▶ Written instruction A: Pull out every line of the listing that contains the string "tarmac", matching case exactly.

I had occasion recently to look up the proof of Hilbert’s nullstellensatz, which I haven’t studied since cramming for my algebra qualifying exam as a graduate student. I was a little unsatisfied with the proofs I was able to locate – they were fairly abstract and used a certain amount of algebraic machinery, which I was terribly rusty on – so, as an exercise, I tried to find a more computational proof that avoided as much abstract machinery as possible. I found a proof which used only the extended Euclidean algorithm and high school algebra, together with an induction on dimension and the obvious observation that any non-zero polynomial of one variable on an algebraically closed field has at least one non-root. It probably isn’t new (in particular, it might be related to the standard model-theoretic proof of the nullstellensatz, with the Euclidean algorithm and high school algebra taking the place of quantifier elimination), but I thought I’d share it here anyway.

▶ Written instruction B: According to the nullstellensatz post, when had the writer last studied the proof of Hilbert's nullstellensatz?

▶ Exercise materials:
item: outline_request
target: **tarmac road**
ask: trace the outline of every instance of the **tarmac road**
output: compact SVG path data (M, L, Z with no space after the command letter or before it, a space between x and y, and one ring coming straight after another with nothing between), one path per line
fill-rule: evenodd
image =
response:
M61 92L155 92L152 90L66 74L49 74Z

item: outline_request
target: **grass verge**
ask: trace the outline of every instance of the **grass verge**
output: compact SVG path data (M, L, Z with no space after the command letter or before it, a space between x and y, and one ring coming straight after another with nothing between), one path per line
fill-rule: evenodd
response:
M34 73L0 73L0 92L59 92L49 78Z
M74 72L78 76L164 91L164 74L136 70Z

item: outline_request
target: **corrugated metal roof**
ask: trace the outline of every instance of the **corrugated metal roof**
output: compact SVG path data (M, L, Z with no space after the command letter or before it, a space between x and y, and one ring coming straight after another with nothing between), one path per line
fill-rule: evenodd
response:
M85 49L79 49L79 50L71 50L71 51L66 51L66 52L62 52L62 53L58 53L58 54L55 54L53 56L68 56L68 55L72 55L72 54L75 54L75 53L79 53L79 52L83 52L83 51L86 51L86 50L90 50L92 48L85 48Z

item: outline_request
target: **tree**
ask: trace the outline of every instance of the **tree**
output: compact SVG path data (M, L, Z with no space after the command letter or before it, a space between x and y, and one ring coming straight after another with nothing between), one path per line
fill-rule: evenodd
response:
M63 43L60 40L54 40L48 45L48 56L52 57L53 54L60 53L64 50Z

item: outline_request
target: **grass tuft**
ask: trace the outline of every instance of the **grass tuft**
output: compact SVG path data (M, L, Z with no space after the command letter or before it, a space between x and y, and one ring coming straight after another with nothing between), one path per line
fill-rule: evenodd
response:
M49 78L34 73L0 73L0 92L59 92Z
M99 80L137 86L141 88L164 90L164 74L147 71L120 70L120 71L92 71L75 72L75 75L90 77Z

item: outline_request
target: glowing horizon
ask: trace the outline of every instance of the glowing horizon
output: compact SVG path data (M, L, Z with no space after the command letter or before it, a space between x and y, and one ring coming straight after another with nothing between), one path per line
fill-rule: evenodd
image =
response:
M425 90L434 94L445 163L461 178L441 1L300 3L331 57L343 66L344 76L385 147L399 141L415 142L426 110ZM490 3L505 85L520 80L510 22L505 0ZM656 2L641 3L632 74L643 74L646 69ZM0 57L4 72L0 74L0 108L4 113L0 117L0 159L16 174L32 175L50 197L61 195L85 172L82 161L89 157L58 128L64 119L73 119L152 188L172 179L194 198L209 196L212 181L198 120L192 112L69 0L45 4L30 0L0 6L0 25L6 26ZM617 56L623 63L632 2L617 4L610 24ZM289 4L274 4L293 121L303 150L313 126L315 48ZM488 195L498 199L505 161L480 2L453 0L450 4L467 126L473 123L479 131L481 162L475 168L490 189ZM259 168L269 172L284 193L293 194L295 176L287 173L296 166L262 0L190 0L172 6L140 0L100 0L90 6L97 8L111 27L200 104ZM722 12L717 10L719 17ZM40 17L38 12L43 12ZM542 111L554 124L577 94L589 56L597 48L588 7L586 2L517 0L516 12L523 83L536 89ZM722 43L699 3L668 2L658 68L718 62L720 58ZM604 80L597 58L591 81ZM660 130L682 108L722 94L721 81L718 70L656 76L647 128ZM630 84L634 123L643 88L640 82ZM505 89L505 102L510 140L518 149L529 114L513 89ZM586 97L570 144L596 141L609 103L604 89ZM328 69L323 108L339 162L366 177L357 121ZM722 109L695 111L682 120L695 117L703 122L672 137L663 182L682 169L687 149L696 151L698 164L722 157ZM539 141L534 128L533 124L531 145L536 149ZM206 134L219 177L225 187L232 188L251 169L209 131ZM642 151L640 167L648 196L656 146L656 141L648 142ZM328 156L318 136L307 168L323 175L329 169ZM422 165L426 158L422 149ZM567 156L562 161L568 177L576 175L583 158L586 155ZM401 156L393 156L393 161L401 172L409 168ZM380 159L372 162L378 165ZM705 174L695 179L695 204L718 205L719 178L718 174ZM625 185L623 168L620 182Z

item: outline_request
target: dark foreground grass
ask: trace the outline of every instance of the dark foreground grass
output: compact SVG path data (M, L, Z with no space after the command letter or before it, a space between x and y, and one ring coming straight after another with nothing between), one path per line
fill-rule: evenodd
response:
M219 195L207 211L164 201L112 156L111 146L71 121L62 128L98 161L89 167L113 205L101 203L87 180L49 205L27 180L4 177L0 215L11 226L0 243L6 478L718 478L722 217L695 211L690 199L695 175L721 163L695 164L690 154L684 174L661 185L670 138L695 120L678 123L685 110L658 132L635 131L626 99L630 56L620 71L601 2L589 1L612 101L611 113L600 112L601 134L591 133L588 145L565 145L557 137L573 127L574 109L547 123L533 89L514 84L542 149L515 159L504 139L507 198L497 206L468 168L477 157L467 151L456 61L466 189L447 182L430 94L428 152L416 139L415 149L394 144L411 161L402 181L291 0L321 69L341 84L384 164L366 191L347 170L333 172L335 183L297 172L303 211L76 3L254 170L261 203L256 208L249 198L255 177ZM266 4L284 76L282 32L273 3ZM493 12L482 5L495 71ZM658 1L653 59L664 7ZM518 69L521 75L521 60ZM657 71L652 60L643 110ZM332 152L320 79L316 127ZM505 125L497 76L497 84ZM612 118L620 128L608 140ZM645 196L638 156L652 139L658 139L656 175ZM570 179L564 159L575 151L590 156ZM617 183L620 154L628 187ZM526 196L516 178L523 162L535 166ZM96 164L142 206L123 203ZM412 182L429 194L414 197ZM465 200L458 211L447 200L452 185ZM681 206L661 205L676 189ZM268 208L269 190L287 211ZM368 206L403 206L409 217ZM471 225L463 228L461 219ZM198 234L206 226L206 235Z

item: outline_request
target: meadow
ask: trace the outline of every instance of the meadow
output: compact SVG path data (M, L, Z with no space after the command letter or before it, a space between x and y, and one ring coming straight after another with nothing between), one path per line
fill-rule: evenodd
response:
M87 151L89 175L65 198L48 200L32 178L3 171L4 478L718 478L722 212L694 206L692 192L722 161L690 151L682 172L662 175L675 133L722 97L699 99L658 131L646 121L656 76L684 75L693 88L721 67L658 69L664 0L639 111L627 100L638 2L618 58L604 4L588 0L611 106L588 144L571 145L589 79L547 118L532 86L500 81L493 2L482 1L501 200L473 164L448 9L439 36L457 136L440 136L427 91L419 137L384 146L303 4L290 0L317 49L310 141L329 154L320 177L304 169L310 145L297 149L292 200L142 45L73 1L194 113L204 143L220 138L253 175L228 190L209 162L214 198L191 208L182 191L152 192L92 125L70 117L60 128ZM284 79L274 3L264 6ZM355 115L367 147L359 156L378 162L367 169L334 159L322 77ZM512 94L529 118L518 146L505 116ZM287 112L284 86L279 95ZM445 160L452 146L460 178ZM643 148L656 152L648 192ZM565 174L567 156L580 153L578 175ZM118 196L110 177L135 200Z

▶ Final answer A:
target: **tarmac road**
ask: trace the outline of every instance of the **tarmac road**

▶ Final answer B: While cramming for the algebra qualifying exam as a graduate student.